**EXCERPT**:
# What do Reflex and Restricted mean for Burton bindings?



## aiidoneus (Apr 7, 2011)

Reflex is more to do with the baseplate, supposed to provide a better flex than normal disc bindings. The restricted part, is that apparently only certain Burton dealers can sell them. I think for the Cartels, it is just a bigger asymmetric strap.


----------



## Lamps (Sep 3, 2011)

kusanagi said:


> For instance,
> 
> Cartel REflex
> Cartel Restricted
> ...


restricted products are only available in some stores, they usually have a different colour scheme and maybe some additional features, e.g upgraded ankle or toe strap on some models. 

Reflex is burton's technology for non-EST boards that allows the binding to flex left and right. It's like their hinge tech that is on some of their EST bindings.

If you have a channel board you should buy and EST binding, that is the binding that is supposed to go with the board.


----------



## readimag (Aug 10, 2011)

Lamps said:


> restricted products are only available in some stores, they usually have a different colour scheme and maybe some additional features, e.g upgraded ankle or toe strap on some models.
> 
> Reflex is burton's technology for non-EST boards that allows the binding to flex left and right. It's like their hinge tech that is on some of their EST bindings.
> 
> If you have a channel board you should buy and EST binding, that is the binding that is supposed to go with the board.


That is not not 100% true the Living Hinge is build into the disk along with removing material from the binding base giving you the reFlex binding. I think you are thinking of the Living Hinge for the hi-back that Burton uses on both EST and reFlex. The EST having the attaching points on the outside of the bindings means they have no base material and you can have more feel and lack of a better word collapse of the binding when you push down that reFlex also has just not as much. Now Burton released THE HINGE in some of its line this year or last year cant remember, that allows you to flex left and right or roll of your foot for better ollies. Hope this helps or maybe I totally lost everyone on this.


----------



## Lamps (Sep 3, 2011)

readimag said:


> That is not not 100% true the Living Hinge is build into the disk along with removing material from the binding base giving you the reFlex binding. I think you are thinking of the Living Hinge for the hi-back that Burton uses on both EST and reFlex. The EST having the attaching points on the outside of the bindings means they have no base material and you can have more feel and lack of a better word collapse of the binding when you push down that reFlex also has just not as much. Now Burton released THE HINGE in some of its line this year or last year cant remember, that allows you to flex left and right or roll of your foot for better ollies. Hope this helps or maybe I totally lost everyone on this.

**WHAT YOU NEED TO DO**: Please repeat, word for word, the stretch of the Burton bindings thread from "# What do Reflex" through "bigger asymmetric strap.". The records that come next are separate from the Burton bindings thread.

Dataset records on object locations:
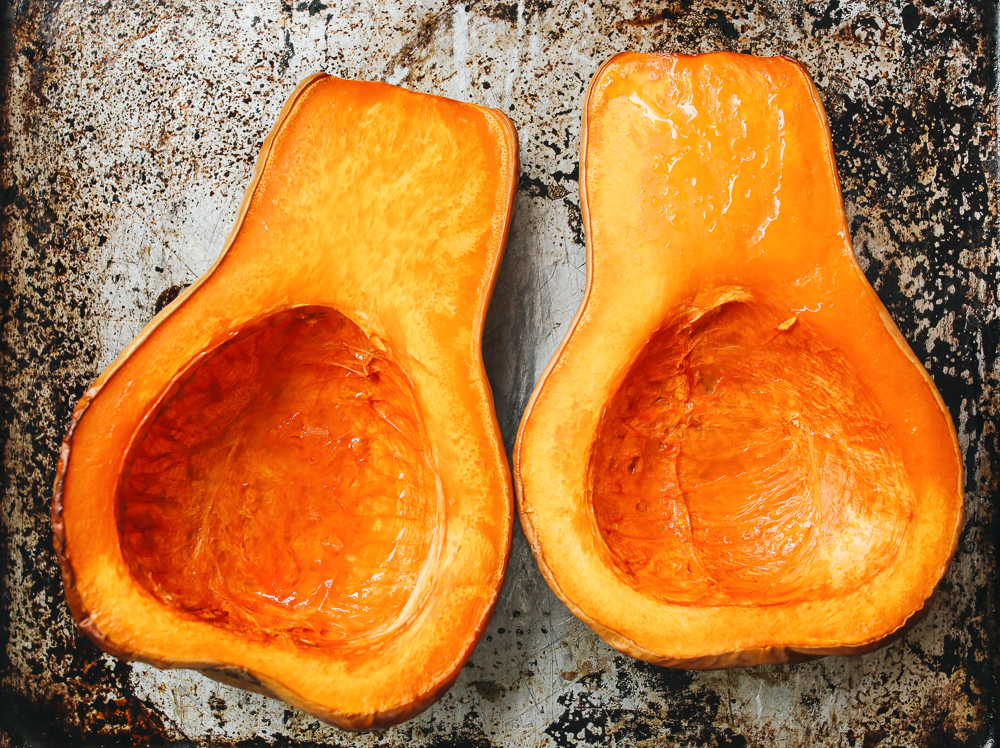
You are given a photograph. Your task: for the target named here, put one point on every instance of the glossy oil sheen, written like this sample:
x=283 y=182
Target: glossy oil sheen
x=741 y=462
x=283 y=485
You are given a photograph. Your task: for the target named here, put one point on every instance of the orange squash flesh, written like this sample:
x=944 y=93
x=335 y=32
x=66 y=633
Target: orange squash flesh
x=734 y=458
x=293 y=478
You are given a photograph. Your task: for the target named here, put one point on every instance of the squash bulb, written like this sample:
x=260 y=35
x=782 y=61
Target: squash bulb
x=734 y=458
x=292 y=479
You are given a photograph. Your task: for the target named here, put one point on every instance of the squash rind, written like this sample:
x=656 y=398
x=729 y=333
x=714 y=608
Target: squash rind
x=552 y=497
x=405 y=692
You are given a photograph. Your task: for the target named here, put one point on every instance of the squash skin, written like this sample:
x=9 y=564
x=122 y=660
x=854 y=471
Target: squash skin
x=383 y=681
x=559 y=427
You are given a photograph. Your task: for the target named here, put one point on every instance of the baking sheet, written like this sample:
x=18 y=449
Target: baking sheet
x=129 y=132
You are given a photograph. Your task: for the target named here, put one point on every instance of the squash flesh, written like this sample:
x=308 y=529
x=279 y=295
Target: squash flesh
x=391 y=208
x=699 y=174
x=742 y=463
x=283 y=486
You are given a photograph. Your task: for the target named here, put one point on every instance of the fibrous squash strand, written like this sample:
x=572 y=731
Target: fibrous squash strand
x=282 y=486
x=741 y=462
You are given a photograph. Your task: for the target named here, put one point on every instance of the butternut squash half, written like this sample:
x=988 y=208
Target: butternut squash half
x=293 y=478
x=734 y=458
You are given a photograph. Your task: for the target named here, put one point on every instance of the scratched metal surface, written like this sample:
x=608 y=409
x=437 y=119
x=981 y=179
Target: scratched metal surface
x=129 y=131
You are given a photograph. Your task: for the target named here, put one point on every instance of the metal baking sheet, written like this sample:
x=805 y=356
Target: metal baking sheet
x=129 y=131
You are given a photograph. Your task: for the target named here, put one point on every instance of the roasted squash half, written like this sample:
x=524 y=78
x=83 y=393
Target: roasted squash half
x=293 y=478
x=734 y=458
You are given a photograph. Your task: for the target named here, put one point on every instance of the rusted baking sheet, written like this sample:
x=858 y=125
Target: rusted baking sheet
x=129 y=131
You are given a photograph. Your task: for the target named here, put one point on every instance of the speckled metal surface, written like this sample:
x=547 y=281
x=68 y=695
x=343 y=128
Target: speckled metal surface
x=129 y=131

==

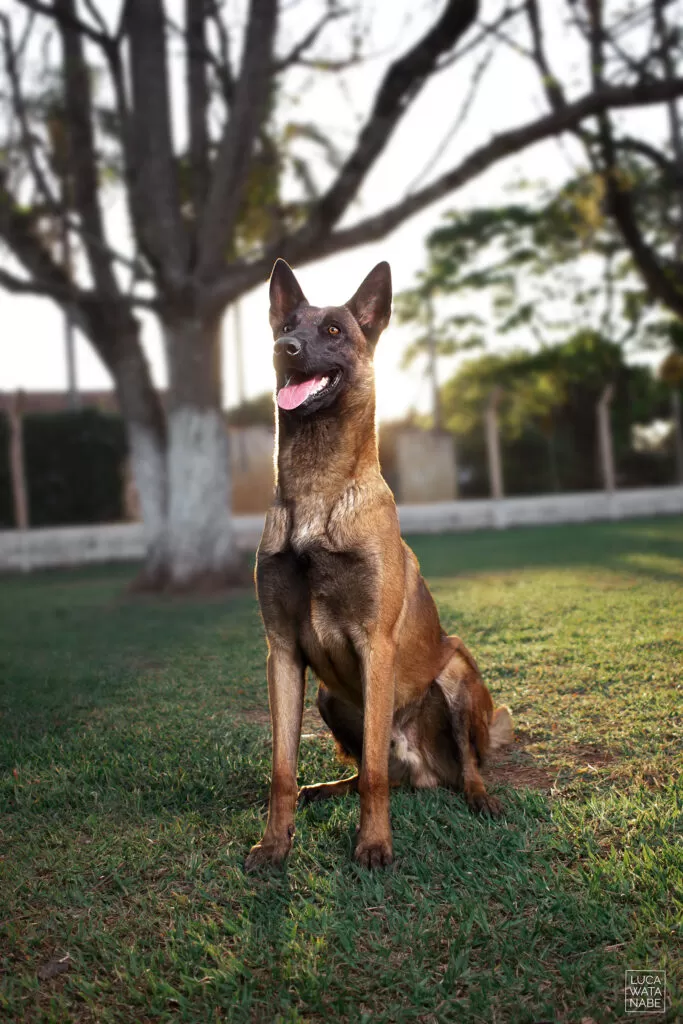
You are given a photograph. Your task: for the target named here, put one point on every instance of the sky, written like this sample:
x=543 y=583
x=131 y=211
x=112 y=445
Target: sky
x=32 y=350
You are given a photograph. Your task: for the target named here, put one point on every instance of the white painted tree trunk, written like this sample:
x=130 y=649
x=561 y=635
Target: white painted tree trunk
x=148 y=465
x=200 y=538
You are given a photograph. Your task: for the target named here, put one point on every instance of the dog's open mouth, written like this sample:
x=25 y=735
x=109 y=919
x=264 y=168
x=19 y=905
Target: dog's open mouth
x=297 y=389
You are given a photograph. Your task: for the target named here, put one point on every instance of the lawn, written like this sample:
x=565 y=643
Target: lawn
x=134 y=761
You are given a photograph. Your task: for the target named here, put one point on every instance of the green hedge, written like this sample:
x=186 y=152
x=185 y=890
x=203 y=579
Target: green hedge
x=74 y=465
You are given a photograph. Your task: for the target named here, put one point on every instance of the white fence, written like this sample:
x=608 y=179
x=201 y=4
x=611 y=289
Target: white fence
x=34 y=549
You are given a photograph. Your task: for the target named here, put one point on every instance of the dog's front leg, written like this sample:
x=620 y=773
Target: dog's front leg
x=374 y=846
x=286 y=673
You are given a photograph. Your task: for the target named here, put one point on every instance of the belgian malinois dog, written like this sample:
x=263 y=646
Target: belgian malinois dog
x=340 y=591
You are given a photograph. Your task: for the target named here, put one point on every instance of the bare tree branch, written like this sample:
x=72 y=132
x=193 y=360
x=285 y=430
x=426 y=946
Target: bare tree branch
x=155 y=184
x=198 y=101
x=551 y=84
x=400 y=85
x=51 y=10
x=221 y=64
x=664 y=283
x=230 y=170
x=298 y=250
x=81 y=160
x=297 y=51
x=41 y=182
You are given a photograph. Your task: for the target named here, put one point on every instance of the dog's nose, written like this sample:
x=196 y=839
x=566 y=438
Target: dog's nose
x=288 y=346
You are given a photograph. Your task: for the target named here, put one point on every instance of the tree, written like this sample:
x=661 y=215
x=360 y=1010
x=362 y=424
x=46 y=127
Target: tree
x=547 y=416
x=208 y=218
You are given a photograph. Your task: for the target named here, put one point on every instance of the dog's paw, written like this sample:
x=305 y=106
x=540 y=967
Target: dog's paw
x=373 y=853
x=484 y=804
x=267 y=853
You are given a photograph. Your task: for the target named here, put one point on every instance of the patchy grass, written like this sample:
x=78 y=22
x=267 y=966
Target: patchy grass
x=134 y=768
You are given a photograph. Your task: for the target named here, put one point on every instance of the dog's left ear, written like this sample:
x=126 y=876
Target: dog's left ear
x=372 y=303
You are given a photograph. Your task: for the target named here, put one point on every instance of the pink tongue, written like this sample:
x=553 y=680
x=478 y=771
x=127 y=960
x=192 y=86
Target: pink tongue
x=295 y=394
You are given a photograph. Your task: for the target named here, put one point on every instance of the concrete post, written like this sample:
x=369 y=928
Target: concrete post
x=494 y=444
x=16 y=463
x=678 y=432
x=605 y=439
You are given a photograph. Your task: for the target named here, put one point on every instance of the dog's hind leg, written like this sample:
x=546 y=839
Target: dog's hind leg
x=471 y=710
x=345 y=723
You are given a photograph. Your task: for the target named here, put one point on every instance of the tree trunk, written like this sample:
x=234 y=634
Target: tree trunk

**COMPLETE ANSWER**:
# What do Reflex and Restricted mean for Burton bindings?



## aiidoneus (Apr 7, 2011)

Reflex is more to do with the baseplate, supposed to provide a better flex than normal disc bindings. The restricted part, is that apparently only certain Burton dealers can sell them. I think for the Cartels, it is just a bigger asymmetric strap.